Text shown:
*-*-*

Opportunities to co-market and co-promote products for major pharma companies in India pursuant to the amendment in patents in India should be encouraged. Necessary cheap easier financial assistance for implementing the measures under the Schedule M to the Drugs and Cosmetics Rules, WHO-GMP and other international norms relating to good manufacturing practices should be provided.

Best initiative or scheme to encourage MSME

  • Workshops should be conducted by the Government to disseminate information on various dimensions related to new Schedule M requirements.
  • Training should be ensured for small scale firms in auditing and monitoring of quality systems.
  • Speedy clearance of soft loans and subsidies for technical up-gradation and elimination of related bureaucratic hurdles should be ensured.
  • The establishment of formal linkages between these firms and pharma research and educational institutions for technical up-gradation and know-how related to R&D and quality control. The Government has taken a step in this direction through the efforts of National Institute of Pharmaceutical Education and Research (NIPER) through the building of a specimen Schedule M unit and utilising the efforts of the institute to act as an intermediary organisation in providing technical support to small firms under the new regulatory regime.

*-*-*

Entries provided:
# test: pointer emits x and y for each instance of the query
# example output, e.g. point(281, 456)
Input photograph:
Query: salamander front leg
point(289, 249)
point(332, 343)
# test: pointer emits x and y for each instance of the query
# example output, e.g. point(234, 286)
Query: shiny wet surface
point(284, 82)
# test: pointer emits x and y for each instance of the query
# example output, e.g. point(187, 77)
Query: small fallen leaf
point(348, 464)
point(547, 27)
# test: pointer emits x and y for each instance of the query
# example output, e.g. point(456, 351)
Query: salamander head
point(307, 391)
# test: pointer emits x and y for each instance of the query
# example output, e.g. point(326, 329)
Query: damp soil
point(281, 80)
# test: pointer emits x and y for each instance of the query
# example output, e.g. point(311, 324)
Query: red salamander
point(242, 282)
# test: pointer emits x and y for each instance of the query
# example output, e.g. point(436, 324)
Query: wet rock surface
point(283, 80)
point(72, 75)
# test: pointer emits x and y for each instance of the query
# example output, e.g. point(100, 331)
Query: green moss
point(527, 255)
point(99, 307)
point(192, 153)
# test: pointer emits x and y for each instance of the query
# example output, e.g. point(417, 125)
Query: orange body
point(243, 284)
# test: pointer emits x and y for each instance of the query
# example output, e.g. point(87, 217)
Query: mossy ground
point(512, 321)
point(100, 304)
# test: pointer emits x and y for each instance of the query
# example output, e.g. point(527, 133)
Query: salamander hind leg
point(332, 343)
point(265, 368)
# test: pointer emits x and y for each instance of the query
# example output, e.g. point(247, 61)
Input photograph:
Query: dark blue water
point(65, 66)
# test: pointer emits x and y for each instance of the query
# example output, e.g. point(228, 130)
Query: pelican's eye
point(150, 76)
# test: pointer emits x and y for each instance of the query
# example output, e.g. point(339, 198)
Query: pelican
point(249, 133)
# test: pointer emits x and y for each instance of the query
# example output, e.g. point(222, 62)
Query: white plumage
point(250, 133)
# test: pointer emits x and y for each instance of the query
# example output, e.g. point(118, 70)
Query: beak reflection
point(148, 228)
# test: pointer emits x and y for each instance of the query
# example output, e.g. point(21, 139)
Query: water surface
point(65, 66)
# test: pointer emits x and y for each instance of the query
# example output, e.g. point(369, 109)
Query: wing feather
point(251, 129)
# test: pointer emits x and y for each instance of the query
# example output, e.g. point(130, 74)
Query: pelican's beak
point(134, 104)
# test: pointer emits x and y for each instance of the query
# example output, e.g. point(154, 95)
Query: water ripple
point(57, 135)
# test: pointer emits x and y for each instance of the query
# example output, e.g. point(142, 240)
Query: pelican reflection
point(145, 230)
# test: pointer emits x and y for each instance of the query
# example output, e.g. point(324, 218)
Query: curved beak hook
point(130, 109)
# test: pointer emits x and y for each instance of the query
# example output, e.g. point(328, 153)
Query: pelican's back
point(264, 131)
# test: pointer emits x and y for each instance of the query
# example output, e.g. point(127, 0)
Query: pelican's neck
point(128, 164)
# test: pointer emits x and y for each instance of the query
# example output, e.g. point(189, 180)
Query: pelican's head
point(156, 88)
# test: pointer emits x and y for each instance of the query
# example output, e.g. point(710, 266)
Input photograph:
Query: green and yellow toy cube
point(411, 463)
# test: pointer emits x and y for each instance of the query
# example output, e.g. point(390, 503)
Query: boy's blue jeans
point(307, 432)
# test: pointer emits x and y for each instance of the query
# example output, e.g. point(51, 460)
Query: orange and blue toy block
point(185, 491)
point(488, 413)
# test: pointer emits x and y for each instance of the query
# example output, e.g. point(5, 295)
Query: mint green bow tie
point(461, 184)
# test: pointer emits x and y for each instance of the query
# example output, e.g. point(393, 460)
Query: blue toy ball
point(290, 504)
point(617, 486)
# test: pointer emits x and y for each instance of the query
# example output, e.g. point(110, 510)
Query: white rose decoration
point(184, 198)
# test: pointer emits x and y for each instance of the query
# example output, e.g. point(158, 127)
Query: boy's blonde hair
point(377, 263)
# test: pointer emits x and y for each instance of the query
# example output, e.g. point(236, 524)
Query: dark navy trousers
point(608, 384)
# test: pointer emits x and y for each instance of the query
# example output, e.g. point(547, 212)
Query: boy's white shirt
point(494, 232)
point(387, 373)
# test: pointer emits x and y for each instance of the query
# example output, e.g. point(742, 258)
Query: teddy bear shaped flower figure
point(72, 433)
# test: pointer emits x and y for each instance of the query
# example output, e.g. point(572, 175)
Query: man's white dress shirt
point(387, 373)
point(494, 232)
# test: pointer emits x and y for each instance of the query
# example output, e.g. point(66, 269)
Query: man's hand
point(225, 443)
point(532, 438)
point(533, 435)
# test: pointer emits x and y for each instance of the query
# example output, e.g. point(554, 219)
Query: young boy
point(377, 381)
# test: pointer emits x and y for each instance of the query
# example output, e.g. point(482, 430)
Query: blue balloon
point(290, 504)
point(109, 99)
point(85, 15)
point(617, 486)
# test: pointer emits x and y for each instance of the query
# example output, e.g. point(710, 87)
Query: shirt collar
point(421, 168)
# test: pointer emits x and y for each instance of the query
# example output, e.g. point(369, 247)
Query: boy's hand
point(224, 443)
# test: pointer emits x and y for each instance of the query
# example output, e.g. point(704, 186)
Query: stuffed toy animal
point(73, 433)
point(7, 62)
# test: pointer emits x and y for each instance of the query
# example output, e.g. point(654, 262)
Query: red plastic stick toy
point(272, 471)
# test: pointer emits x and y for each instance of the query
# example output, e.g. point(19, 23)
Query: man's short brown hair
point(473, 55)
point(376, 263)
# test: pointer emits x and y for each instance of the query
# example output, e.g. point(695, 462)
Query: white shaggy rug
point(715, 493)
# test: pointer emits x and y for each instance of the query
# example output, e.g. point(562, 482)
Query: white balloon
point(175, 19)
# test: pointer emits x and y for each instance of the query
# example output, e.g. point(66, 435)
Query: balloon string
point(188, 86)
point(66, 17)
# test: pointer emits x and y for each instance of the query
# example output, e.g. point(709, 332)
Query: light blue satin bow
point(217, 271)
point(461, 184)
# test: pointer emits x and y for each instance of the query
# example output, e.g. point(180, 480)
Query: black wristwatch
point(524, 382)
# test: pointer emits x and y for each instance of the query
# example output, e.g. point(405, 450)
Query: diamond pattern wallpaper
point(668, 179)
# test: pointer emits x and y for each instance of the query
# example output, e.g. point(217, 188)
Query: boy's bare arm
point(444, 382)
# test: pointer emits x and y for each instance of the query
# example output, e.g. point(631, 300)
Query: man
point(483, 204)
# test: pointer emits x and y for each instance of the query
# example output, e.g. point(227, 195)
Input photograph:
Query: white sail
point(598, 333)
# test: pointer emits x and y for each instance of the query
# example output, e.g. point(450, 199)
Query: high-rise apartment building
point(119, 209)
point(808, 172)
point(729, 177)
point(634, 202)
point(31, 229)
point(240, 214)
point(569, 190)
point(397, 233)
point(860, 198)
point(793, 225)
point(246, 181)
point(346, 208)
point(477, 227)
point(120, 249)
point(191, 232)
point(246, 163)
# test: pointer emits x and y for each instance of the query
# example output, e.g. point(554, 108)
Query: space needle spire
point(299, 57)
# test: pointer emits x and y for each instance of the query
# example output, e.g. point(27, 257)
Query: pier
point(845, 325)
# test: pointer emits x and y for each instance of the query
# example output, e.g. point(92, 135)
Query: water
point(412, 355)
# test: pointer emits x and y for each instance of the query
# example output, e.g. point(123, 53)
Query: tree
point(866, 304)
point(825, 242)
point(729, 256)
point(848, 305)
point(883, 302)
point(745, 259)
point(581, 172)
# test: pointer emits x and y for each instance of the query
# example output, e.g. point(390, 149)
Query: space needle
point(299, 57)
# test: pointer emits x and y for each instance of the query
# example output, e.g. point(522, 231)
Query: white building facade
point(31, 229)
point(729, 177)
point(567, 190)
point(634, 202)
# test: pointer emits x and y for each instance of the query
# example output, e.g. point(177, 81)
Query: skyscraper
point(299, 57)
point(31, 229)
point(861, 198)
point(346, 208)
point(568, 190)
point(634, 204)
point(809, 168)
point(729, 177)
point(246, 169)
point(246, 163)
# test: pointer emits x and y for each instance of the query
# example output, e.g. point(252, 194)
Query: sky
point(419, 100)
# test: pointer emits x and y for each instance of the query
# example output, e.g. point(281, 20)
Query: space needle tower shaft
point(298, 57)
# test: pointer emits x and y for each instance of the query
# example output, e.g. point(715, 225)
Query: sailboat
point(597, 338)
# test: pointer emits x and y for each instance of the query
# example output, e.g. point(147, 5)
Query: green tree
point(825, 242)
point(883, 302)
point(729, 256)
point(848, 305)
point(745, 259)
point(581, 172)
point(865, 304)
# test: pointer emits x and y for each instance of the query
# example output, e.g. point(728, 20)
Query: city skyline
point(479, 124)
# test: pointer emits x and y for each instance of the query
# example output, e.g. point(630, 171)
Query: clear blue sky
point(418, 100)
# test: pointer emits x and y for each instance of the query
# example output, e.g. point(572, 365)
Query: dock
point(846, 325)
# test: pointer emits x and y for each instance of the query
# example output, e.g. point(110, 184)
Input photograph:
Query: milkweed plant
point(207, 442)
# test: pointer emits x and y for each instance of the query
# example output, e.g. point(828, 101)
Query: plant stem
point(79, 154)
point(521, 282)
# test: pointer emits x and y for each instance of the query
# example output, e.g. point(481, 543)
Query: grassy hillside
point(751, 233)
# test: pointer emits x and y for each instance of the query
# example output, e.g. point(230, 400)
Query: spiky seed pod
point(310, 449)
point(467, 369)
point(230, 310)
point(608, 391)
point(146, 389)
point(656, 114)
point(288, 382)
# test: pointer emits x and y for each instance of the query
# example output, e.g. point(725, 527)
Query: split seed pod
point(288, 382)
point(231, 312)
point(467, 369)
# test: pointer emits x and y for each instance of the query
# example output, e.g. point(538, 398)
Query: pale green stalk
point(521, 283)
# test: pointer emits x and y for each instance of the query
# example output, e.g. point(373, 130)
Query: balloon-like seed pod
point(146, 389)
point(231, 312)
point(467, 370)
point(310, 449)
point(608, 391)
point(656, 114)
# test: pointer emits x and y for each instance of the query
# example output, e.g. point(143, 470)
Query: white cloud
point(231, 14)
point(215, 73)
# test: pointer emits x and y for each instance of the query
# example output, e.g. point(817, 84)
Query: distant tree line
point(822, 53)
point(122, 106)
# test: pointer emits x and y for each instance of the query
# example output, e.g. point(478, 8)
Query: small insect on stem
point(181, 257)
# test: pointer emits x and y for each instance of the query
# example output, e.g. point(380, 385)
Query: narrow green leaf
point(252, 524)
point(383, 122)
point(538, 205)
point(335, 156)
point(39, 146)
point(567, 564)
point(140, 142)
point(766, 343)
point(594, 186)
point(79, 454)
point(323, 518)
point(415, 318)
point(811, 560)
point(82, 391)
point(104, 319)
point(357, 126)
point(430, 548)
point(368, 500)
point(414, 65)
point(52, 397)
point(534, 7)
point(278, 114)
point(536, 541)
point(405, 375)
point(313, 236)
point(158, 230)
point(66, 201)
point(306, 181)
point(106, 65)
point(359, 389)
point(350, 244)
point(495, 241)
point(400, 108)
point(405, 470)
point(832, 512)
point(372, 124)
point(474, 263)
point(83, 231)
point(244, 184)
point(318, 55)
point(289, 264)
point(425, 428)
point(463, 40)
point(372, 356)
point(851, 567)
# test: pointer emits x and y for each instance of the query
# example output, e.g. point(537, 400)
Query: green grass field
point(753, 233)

*-*-*

Problems to solve:
• 1. In the text on pharmaceutical MSMEs, shorten the paragraph beginning "Opportunities to co-market and co-promote" while keeping its main facts.
• 2. Go on with the text on pharmaceutical MSMEs from the point where it stops.

Answers per task:
• 1. Small Indian firms should be encouraged to co-market and co-promote products for major pharma companies, following the change in India's patent law. They should also get cheap, easy financial help to meet Schedule M of the Drugs and Cosmetics Rules, WHO-GMP and other international good manufacturing norms.

• 2.
Suggested initiatives

During implementation of Schedule M, certain parameters can be modified for SME players. For instance, room sizes and stores segments can be made smaller.

The chemicals and pharma should not be treated alike when it comes to pollution control measures, and therefore, pharma should be moved out of the Orange to the Green category.

Class I and Class II tier cities could be developed as pharma clusters, for which there should be proper support by the government, by way of subsidies, tax cuts, etc. which will encourage more entrepreneurs to enter the pharma sector as SME players.

To encourage pharma units to invest in better technology and pollution equipment, the Government may consider offering higher depreciation benefits of say at 150 per cent. This will be an incentive where there is no outflow of money as in the case of capital subsidy scheme for the Government, but at the same time would encourage profit making units go for better technology and pollution control. This effectively uses the carrot instead of the stick method, where the Government offers incentives instead of punitive measures to upgrade.

Lack of awareness in the area of patenting of technology, Good Manufacturing Practices (GMP), Good Clinical Practices (GCP) and Good Laboratory Practices (GLP) is an issue with SMEs. The Government with the help of various pharma associations/bodies can conduct awareness camps for SMEs. SMEs should be well educated of the R&D that is conducted in the developed markets as there is adequate scope for contract research. Government support in this area will help pharma units to match the expectations of developed markets.